▶ **Exercise tasks**
A - According to the text on health and social care integration costs, where are the cost implications and potential benefits of the permissible integration models detailed?
B - Carry on writing the text on health and social care integration costs from where it stops.

▶ **Extracted text**

Figure 1: Graph showing the projected increase in costs for social care up to 2030 for three variables. The dark blue line shows the increase in cost assuming that the healthy life expectancy doesn't change i.e. people are healthy until, say, 68 and live until 70 now; and the line projects people who are healthy until 68 but live until, say, 75. The green and red lines show variations of the above idea, with the ideal situation being the red line: healthy life expectancy increases as does life expectancy to give the same time in the 'unhealthy' bracket. This still indicates that the projected increase in costs will be untenable. HLE= healthy life expectancy; LE= life expectancy.

Produced by Scottish Government, Analytical Services Division (Health)


The cost implications and the potential benefits arising from the models of integration permissible under the Bill are detailed in the Financial Memorandum published alongside the Bill.

Potential costs

We have identified the following areas which we expect will have potential costs or potential savings/benefits as a result of implementing the policy. It is important to note that businesses will be affected to differing degrees across Scotland dependent on the demographics of the area covered by the integration authority, but also in terms of the geography. An integration authority in the Highlands, for example, will face a different set of challenges to their counterparts in Glasgow and Edinburgh. Furthermore, no two individuals' care requirements are exactly the same, and will have different sets of care needs. It is therefore difficult to give meaningful estimates of potential costs and benefits, and any financial estimates should be received with the above caveats in mind. However, the areas in which we anticipate there to be cost implications are:

  • Provision of more health and social care in communities, specifically care at home and care home services, pharmacy and community services;
  • Costs associated with enabling GPs to participate in locality planning, for example the time spent away from the surgery to attend planning meetings will result in less patients being seen or could require a locum GP to back-fill;
  • Costs associated with information technology and data sharing;
  • Training and workforce development costs, including up-skilling staff to understand the commissioning process. This may not require attendance at a course, for example, but will require staff having time away from their jobs; and
  • Operational environment for providers of health and social care services with respect to the commissioning of services, funding through the integrated budget arrangements and potential impact on demand, price and contractual arrangements.

(Region pointing records)
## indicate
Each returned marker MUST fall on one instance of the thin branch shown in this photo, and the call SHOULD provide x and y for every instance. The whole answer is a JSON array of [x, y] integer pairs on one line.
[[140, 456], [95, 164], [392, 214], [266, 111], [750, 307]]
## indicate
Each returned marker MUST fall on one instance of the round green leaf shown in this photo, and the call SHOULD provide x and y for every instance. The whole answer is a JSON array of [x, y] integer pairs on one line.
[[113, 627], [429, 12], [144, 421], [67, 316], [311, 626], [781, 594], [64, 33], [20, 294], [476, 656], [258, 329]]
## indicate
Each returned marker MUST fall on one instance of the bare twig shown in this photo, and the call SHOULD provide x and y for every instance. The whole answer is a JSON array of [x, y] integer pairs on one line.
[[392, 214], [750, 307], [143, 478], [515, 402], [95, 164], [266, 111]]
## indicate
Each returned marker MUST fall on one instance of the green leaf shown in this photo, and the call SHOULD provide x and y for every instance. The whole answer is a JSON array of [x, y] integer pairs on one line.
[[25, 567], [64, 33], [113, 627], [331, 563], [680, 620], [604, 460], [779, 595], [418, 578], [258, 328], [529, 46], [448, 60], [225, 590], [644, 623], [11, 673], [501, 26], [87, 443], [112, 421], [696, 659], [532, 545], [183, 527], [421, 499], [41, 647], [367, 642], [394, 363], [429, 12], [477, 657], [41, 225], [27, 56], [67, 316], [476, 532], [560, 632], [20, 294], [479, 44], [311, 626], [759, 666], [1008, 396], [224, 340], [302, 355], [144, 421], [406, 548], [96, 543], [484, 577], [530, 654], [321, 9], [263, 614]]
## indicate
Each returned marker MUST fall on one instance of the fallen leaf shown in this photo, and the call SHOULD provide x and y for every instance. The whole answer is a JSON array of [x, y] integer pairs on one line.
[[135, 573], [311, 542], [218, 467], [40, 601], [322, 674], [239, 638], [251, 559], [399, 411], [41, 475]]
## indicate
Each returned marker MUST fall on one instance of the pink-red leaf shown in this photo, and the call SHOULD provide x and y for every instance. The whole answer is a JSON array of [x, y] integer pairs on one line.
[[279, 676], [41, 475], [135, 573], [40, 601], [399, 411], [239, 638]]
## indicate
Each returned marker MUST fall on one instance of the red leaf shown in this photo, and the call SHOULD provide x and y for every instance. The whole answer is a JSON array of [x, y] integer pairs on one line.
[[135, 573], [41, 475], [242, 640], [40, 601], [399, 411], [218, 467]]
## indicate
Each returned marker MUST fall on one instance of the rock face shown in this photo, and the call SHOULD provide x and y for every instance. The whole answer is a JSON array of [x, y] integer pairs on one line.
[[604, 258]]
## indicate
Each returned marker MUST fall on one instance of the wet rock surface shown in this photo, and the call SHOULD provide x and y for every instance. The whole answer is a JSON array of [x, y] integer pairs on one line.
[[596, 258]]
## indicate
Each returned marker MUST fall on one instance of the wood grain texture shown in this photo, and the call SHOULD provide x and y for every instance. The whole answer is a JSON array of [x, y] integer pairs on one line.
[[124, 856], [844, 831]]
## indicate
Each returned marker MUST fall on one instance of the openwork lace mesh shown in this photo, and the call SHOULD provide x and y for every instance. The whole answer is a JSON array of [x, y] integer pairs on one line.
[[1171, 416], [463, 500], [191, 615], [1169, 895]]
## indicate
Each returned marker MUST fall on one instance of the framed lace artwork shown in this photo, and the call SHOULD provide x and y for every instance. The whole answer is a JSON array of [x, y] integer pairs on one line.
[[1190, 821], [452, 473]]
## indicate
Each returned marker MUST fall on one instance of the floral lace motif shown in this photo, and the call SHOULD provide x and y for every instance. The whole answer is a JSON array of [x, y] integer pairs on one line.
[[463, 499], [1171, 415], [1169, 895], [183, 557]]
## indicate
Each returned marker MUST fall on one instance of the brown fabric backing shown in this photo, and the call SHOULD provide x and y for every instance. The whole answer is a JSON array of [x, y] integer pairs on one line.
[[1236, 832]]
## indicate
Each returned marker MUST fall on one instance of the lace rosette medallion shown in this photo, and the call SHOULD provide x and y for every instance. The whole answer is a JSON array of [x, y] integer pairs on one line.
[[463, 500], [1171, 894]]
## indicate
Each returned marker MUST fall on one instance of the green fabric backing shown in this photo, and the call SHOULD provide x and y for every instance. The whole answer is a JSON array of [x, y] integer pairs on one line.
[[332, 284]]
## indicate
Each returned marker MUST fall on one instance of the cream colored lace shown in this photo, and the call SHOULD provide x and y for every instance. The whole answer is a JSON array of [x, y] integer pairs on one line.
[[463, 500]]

▶ **Solved tasks**
A - In the Financial Memorandum published alongside the Bill.

B -
Potential benefits

Dependent on the geographical area, strength of the partnership and demographics, there could be potential benefits and savings in the following areas:

  • Reduction in rates of acute bed use, and length of stay, as care moves into communities and anticipatory services are improved, particularly for the frail elderly population;
  • Efficiency savings arise from better understanding of activity, unit costs and reduced variation;
  • Savings from reduced cost shunting e.g. reduced delayed discharges;
  • Cost savings from potential reduction in number of committees and the requirement to have fewer integration authority than current numbers of Community Health Partnerships;
  • Opportunity for businesses to work collaboratively across sectors, form strong relationships, reshape and redefine workforce roles and reduce duplication; and
  • Efficiencies achieved through joint working and commissioning.

In addition, with the shift in the balance of care from institutional to community based care, it is likely that the amount of commissioned social care will increase and therefore the spend will shift from institutional to anticipatory and preventative measures. This will have an impact for the third and independent sectors, social work and local community health services, in particular GP practices.